» **WHAT THE EXERCISE ASKS**
Exactly reproduce the lines from the line containing "positive clicks: (677, 182) (679, 180)" to the end of the data below, inclusive, and nothing else.

[Dataset entries]
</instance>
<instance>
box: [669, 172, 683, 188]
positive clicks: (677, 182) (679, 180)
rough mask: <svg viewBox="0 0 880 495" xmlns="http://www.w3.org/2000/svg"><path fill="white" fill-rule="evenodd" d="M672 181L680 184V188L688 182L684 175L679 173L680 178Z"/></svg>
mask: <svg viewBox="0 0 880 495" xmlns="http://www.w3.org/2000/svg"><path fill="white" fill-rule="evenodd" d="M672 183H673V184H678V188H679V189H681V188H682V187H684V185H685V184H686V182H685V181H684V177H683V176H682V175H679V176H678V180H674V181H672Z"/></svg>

» **YOUR RESPONSE**
positive clicks: (677, 182) (679, 180)
rough mask: <svg viewBox="0 0 880 495" xmlns="http://www.w3.org/2000/svg"><path fill="white" fill-rule="evenodd" d="M672 181L680 184V188L688 182L684 175L679 173L680 178Z"/></svg>
mask: <svg viewBox="0 0 880 495" xmlns="http://www.w3.org/2000/svg"><path fill="white" fill-rule="evenodd" d="M672 183H673V184H678V188H679V189H681V188H682V187H684V185H685V184H686V182H685V181H684V177H683V176H682V175H679V176H678V180H674V181H672Z"/></svg>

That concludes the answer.